[Excerpts of location labeling data]
::::::

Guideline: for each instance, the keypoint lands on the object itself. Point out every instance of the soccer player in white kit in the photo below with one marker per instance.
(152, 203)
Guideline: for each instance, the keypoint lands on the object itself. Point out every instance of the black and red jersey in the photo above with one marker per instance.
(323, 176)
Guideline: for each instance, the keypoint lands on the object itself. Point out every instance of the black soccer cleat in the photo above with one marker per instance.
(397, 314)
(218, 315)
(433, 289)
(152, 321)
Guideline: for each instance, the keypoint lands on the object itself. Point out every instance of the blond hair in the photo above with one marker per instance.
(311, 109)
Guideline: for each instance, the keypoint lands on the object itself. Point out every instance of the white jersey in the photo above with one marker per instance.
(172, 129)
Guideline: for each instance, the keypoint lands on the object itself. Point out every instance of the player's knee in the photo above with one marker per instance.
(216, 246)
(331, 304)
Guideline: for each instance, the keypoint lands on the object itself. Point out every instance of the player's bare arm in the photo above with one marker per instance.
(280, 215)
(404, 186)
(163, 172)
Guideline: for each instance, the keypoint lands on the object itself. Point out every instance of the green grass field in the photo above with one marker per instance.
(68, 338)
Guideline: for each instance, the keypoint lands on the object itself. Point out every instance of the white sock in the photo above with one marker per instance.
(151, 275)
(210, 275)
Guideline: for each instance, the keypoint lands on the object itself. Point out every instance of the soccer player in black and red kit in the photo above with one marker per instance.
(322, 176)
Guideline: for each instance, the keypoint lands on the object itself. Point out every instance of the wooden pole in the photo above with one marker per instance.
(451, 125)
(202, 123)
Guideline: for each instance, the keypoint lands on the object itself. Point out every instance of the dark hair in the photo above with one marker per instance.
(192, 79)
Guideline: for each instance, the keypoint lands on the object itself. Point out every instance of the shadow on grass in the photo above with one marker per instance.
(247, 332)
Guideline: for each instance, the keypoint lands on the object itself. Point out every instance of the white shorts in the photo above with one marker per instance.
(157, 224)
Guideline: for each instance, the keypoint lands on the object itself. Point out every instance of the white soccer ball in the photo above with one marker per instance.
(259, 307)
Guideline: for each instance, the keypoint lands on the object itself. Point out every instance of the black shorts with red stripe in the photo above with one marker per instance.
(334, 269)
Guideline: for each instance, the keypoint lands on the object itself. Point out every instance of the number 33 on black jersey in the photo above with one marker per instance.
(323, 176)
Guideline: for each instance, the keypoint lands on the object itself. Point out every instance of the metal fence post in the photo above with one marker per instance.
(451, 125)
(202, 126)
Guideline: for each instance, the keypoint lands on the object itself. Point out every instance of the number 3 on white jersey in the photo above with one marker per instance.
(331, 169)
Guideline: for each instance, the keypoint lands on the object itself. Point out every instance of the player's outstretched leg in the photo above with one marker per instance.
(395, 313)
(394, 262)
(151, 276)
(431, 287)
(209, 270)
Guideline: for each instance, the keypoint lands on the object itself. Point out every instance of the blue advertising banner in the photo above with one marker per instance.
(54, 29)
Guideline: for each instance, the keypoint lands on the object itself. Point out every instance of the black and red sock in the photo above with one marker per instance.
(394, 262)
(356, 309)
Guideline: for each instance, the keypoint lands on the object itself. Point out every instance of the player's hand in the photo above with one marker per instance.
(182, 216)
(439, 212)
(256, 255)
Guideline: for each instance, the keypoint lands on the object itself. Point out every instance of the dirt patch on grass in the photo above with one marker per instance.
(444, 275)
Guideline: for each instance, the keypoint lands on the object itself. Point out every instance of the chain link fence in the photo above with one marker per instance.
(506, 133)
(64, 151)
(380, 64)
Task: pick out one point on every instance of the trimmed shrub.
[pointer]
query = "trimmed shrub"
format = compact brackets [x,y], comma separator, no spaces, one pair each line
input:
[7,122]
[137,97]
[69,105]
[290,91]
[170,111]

::::::

(TASK):
Each line must be given again exactly as written above.

(OUTPUT):
Guideline: for each instance, the keypoint lands on the object itself. Point out every instance of the soccer player in white kit in the photo below with one marker per instance.
(152, 203)
Guideline: for each instance, the keypoint lands on the object itself. Point out every instance of the black and red jersey in the photo above with one marker per instance.
(323, 176)
Guideline: for each instance, the keypoint lands on the object itself. Point out every instance of the black soccer cleat in the photo above with one marker per instance.
(397, 314)
(218, 315)
(433, 289)
(152, 321)
Guideline: for each instance, the keypoint lands on the object itself. Point out every instance of the blond hair in the photo above with one marker per instance.
(311, 109)
Guideline: for each instance, the keypoint lands on the object itself. Point out every instance of the white jersey in the photo above with one marker per instance.
(172, 129)
Guideline: for each instance, the keypoint lands on the object itself. Point out every instance of the player's knee in the photo above with one marker per instance.
(216, 246)
(331, 304)
Guideline: for each instance, the keypoint lands on the object itself. Point out every instance of the player's bare arm in the photo above with one marker per instance.
(280, 215)
(404, 186)
(163, 172)
Guideline: for each instance, the keypoint lands on the object itself. Point out every instance of the green grass field in the photo above with one marker per instance.
(68, 338)
Guideline: for each instance, the keypoint lands on the object itself. Point out every instance of the white sock in the photo above with one marker per instance.
(151, 275)
(210, 275)
Guideline: for each instance, the keypoint lands on the object itself. Point out every instance of the soccer player in black and red kit in the photo above with one marker per instance.
(322, 176)
Guideline: for each instance, the keypoint lands on the object itself. Point out every instance of the wooden pole in the photo above with one marker per instance.
(451, 125)
(202, 123)
Guideline: for each instance, the keypoint lands on the object itself. Point out every instance of the dark hair in the photo above with one marker per instance.
(192, 79)
Guideline: for each instance, the keypoint lands on the object itself. Point out every instance of the shadow on grass in the photo above with one marker per instance.
(247, 332)
Guideline: for each instance, the keypoint lands on the object itself. Point out every instance of the white shorts in the photo above with one marker per instance.
(157, 224)
Guideline: for each instance, the keypoint lands on the object itself. Point out every instance of the white soccer ball in the photo above with one marker per instance.
(259, 307)
Guideline: for each instance, the keypoint lands on the object itself. Point out every instance of the black shorts with red stripe in the photo above with one marker per instance.
(334, 269)
Guideline: for each instance, the keypoint lands on the object itself. Point out every instance of the number 33 on black jersey in the photo above with one marker per instance.
(323, 176)
Guideline: for each instance, the keypoint lands on the object itself. Point out every instance of the metal fence post in the photo above with one marker per instance.
(451, 125)
(202, 126)
Guideline: for each instance, the keypoint lands on the object itself. Point out every instance of the number 3 on white jersey in the photo above with one marker per instance.
(331, 169)
Guideline: for each instance, the keypoint lands on the object itself. Point out every instance of the player's outstretched leg in the photo above with one marker per instance.
(395, 313)
(394, 262)
(151, 276)
(431, 287)
(209, 270)
Guideline: for each instance, the keypoint lands on the object itself. Point out every instance of the blue advertising banner in the photo above with one marker per instance.
(54, 29)
Guideline: for each instance, the keypoint lands on the object itself. Point out every instance of the black and red sock in the photo above with one marker per instance.
(394, 262)
(356, 309)
Guideline: for each instance, the keypoint lands on the object itself. Point out every instance of the player's hand in the photo above with one marker per instance.
(182, 216)
(439, 212)
(256, 255)
Guideline: for each instance, the keypoint lands on the object itself. Point out every instance of the dirt patch on grass in the photo above with one marker per instance.
(444, 275)
Guideline: for each instance, the keypoint lands on the object itself. Point out every instance of the chain link fence in the photo above with one marker per instance.
(506, 133)
(64, 151)
(380, 64)
Task: pick out one point on every instance of the trimmed shrub.
[pointer]
query = "trimmed shrub"
format = compact brackets [x,y], comma separator, no spaces, one pair each line
input:
[7,122]
[137,97]
[69,105]
[290,91]
[170,111]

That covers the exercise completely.